Extrait:
___

Un bijou noir!
Vous avez pu rencontrer Robin Recht sur Totendom ou dans la série Elric
Il collabore avec Matthieu Angotti sur Desintegration et il semble que l’expérience leurs a plu puisqu’ils se lancent avec La cage aux cons dans l’adaptation graphique du roman de Franz Bartelt.
Album paru aux éditons Delcourt dans la collection Machination
C’est l’histoire d’une petite frappe que l’amour de sa vie a foutu à la porte. S’il veut revenir à la maison, ce sera les poches pleines de pognon. Réfugié au bistrot, il repère un type ivre mort. Un vrai con qui se vante d’avoir des millions dans son salon. Il décide de le cambrioler. Mais quand il plonge ses mains dans l’oseille, celles du con se referment sur un flingue. Le voilà séquestré chez un grand bourgeois, beau prince et beau parleur.
Fuir ou lui faire la peau ? Telle est sa question.
Un huis clos cynique, un peu vicieux aux dialogues succulents et truculents !
Le coup de crayon de Recht est somptueux, toutes ses variations de noirs sont éblouissantes, dignes d’un Soulage. Je me suis surprise parfois a balayer une page, persuadée qu’elle était recouverte de charbon !
L’adaptation scénaristique de Angotti rend parfaitement hommage aux textes de Franz Bartelt, tant par les ambiances que par le goût du bon mot.
Une vraie réussite !
« Karine c’est mon grand amour. Je fais pas le poids, elle a des notions d’économies. Son rêve c’est de devenir capitaliste. Elle fantasme en dollars, comme à la télé. Pas moi, je suis basé sur l’idée de gauche. J’ai des principes. Je suis un humaniste. Le pognon, c’est que par amour pour Karine. Elle est pour le pognon, et moi, je suis pour Karine. Donc, je peux pas être contre le pognon. «
« Moi même je suis un romantique. J’ai déjà commis quelques poésies. Dans le style Musset, après douze absinthes. »

___

Tâches à réaliser:
1. Reproduisez le passage de la critique de La cage aux cons compris entre "Un bijou noir!" et "de Franz Bartelt.", bornes incluses.
2. Répondez à ces questions sur la critique de La cage aux cons :
(a) Chez quel éditeur et dans quelle collection l'album est-il paru ?
(b) Qui a écrit le roman adapté dans cet album ?
(c) Comment s'appelle le grand amour du personnage dans la première citation ?

Enregistrements contenus dans un jeu de données
___

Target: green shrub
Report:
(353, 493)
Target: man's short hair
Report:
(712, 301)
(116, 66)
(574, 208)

___

Résultats par tâche:
1.
Un bijou noir!
Vous avez pu rencontrer Robin Recht sur Totendom ou dans la série Elric
Il collabore avec Matthieu Angotti sur Desintegration et il semble que l’expérience leurs a plu puisqu’ils se lancent avec La cage aux cons dans l’adaptation graphique du roman de Franz Bartelt.

2.
(a) Chez Delcourt, dans la collection Machination.
(b) Franz Bartelt.
(c) Karine.